_DATA LINES_
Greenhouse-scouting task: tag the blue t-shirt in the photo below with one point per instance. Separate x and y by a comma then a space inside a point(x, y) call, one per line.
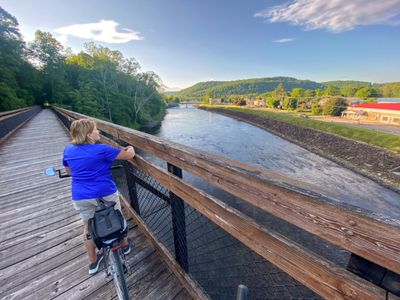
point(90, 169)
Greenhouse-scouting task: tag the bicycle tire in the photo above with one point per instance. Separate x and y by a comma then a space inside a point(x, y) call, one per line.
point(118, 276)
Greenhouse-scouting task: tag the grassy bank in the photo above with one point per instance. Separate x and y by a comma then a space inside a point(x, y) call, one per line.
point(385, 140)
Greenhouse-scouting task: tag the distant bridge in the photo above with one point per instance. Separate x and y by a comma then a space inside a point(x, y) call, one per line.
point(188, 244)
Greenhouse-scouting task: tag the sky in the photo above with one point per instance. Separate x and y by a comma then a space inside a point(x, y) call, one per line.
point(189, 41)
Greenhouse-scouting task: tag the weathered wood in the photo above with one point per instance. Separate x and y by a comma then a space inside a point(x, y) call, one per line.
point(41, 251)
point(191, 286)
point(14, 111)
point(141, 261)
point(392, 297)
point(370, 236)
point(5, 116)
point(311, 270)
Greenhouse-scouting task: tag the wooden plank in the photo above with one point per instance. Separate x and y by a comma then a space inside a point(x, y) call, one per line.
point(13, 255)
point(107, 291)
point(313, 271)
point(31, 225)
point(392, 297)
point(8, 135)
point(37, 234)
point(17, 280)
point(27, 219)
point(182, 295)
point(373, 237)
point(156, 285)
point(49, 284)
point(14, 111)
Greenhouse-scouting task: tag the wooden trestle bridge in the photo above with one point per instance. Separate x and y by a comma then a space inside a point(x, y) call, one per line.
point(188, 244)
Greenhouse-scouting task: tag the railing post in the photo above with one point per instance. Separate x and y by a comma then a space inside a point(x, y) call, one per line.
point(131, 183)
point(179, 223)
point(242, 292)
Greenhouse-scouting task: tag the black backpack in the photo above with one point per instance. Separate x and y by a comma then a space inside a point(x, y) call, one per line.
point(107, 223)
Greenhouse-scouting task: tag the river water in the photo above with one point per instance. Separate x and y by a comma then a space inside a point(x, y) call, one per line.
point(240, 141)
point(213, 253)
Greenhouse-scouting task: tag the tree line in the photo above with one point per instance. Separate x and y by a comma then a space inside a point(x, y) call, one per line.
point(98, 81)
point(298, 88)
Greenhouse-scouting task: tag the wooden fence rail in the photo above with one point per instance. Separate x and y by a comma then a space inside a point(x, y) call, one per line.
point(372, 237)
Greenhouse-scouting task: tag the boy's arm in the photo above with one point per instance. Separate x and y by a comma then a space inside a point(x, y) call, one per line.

_DO THIS_
Reproduce all of the data above word for word, leaving out the picture.

_TASK RESULT_
Greenhouse-scouting task: tag the blue t-shirt in the photo below with one point per instance. Separate x and y by a comma then a space inside a point(x, y) call, one per line.
point(90, 169)
Greenhouse-scouting task: tag the bicycle tire in the photo above with one point per instance. Separate x and y by a comma then a space inside a point(x, y) call, one per line.
point(118, 276)
Greenhouse-scouting task: tag the grassy bank in the photo above with one point per instance. Separate x and y by a comma then a space inside a point(x, y) call, one per line.
point(385, 140)
Greenhouse-scouting task: tag the distant bridge in the photo above with one point per instance. Separate x and y by a comma then a space inside a point(x, y) call, one per line.
point(188, 244)
Greenhouse-scouting task: tag the sky in the photo above with one point per instance. Separate x and y by a comma then a space inside a point(x, y) call, one per line.
point(189, 41)
Greenhouse-scouting task: tag the weathered wood in the photo above with one point per instance. Separate x and y by a comma then a space inside a point(x, y) call, one per line.
point(41, 251)
point(191, 286)
point(14, 111)
point(141, 261)
point(392, 297)
point(370, 236)
point(5, 116)
point(311, 270)
Greenhouse-scouting task: tag the wooden plank in the photo above with one point per instance. Separate x and y by a comma then a space inside a point(x, y) call, one per line.
point(13, 255)
point(107, 291)
point(313, 271)
point(31, 225)
point(392, 297)
point(8, 135)
point(37, 234)
point(17, 280)
point(27, 219)
point(182, 295)
point(373, 237)
point(156, 285)
point(49, 284)
point(14, 111)
Greenhouse-scouting task: tag the wooden trestle bridge in the photo above with one point per instance. Separate x and y by a comma then a space inside a point(x, y) call, one per line.
point(188, 244)
Greenhouse-scouting task: tag the railing post in the photo above with one point per instance. Separate x and y by a comma then a space inside a point(x, y) call, one per line.
point(131, 183)
point(179, 223)
point(242, 292)
Greenhouse-scouting task: tag the black backpack in the photo above with one point per instance. Separate x and y by a comma then a space inside a point(x, y) call, one per line.
point(107, 223)
Greenhouse-scouting task: tag the river water in the photo above with one point per instance. Separate x and y by a comma then a space inside a point(x, y) call, one per line.
point(240, 141)
point(213, 253)
Greenhouse-scouting task: tag the tree line in the photo above with one point per instance. Separate x and y by a comma then a space inside a point(x, y) call, one per line.
point(98, 81)
point(298, 88)
Greenhouse-scouting task: tag the wooden fence rail in the photo above with one point per instance. Separate x and y by a comma then a space inside a point(x, y) call, one per line.
point(372, 237)
Greenhouse-scouting task: tag the boy's arm in the photo above with one point per instance. Separate x and y by a comma then a space inside a point(x, y) call, one per line.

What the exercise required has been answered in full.